▶ **Your assignment**
Answer these questions from the seminar announcement, one per line:
1. At what address does the talk take place?
2. Which two kinds of models were trained to generate artificial genomes?
3. What is improved by augmenting reference panels with artificial genomes?

▶ **Text section**
Data Wednesday: Creating artificial genomes (Flora Jay, CNRS)

Wednesday, March 4, 2020

4:00pm - 5:00pm

164 Angell Street

Generative neural networks for population genetics: Creating artificial genomes

Generative models have shown breakthroughs in a wide spectrum of domains due to recent advancements in machine learning algorithms and increased computational power. Despite these impressive achievements, the ability of generative models to create realistic synthetic data is still under-exploited in genetics and absent from population genetics. Yet a known limitation of this field is the reduced access to many genetic databases due to concerns about violations of individual privacy, although they would provide a rich resource for data mining and integration towards advancing genetic studies. We demonstrated that deep generative adversarial networks (GANs) and restricted Boltzmann machines (RBMs) can be trained to learn the high dimensional distributions of real genomic datasets and generate novel high- quality artificial genomes (AGs) with little privacy loss. We show that our generated AGs replicate characteristics of the source dataset such as allele frequencies, linkage disequilibrium, pairwise haplotype distances and population structure. Moreover, they can also inherit complex features such as signals of selection and genotype-phenotype associations. To illustrate the promising outcomes of our method, we showed that imputation quality for low frequency alleles can be improved by augmenting reference panels with AGs and that the RBM latent space provides a relevant encoding of the data, hence allowing further exploration of the reference dataset and providing features that could help solving supervised tasks.

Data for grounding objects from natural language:
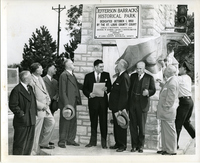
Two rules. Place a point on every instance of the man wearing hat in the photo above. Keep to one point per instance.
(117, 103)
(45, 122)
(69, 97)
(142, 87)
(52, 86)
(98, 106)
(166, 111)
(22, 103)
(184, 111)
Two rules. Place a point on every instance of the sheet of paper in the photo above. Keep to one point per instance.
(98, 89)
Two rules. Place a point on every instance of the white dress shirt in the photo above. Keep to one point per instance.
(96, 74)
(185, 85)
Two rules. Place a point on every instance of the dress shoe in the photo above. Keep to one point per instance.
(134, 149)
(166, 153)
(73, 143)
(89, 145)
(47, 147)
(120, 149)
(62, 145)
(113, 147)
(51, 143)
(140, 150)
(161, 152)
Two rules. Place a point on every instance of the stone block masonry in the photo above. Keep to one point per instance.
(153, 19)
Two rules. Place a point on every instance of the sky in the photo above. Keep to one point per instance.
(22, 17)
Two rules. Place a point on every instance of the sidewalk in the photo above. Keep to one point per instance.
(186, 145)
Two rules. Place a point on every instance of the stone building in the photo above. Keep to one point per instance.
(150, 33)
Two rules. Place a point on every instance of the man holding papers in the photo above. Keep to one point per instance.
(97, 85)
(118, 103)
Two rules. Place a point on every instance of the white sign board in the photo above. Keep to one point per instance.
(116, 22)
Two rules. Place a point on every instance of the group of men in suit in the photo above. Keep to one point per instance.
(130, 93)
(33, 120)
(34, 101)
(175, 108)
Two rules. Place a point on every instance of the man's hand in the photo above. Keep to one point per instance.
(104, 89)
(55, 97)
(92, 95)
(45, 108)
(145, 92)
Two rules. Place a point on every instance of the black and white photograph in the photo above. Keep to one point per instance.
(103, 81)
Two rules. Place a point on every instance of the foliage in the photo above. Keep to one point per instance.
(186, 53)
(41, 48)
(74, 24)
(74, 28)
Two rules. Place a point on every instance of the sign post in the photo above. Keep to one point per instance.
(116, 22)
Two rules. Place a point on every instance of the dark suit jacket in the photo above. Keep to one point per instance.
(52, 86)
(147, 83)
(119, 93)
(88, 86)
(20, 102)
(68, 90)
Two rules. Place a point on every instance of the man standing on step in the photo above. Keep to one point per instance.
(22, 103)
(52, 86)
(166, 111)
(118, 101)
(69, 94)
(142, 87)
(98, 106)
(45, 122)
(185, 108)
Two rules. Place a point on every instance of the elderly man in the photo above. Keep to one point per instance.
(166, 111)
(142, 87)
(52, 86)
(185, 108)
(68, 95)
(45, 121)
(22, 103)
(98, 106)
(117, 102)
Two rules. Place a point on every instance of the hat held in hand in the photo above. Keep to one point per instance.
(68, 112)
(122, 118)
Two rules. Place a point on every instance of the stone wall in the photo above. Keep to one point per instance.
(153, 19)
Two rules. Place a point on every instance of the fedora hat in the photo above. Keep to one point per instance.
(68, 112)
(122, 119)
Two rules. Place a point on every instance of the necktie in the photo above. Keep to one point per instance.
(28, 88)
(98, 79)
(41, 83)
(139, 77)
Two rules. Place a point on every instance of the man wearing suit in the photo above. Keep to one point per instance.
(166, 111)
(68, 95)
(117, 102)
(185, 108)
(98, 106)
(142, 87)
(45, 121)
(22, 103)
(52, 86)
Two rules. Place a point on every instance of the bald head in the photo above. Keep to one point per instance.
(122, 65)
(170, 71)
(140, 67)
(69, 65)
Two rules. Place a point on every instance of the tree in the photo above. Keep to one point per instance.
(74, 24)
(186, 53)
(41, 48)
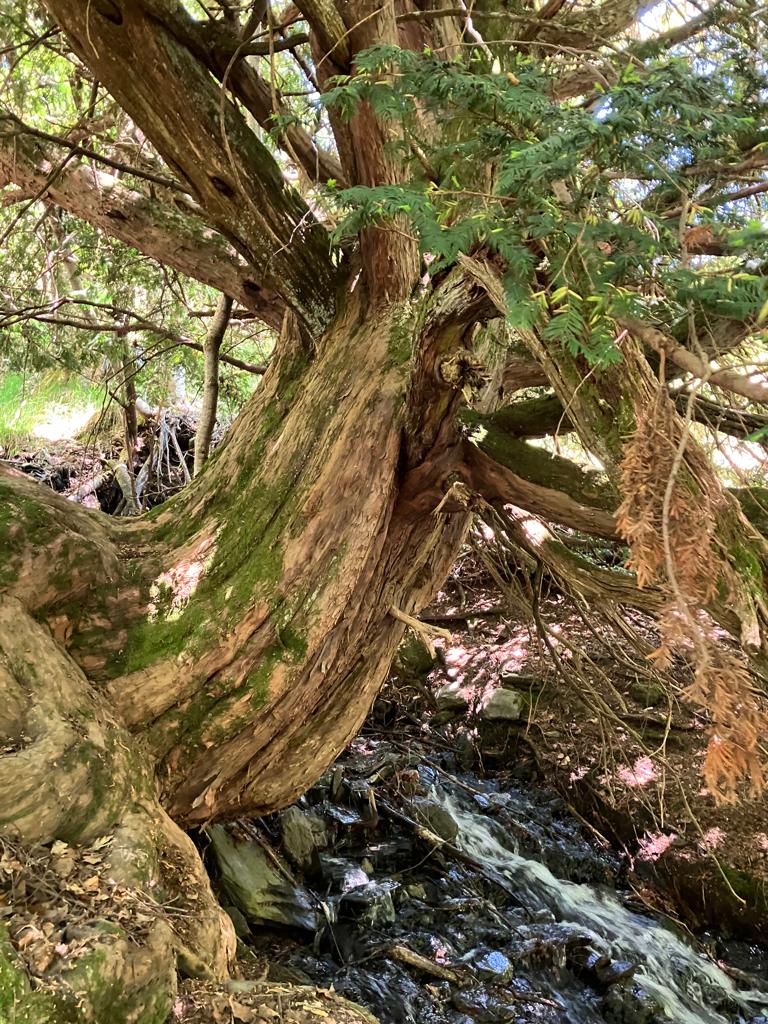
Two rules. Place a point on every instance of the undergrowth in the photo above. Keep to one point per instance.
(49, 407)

▶ **Reply to the task**
1. 164 Angell Street
2. Deep generative adversarial networks (GANs) and restricted Boltzmann machines (RBMs)
3. Imputation quality for low frequency alleles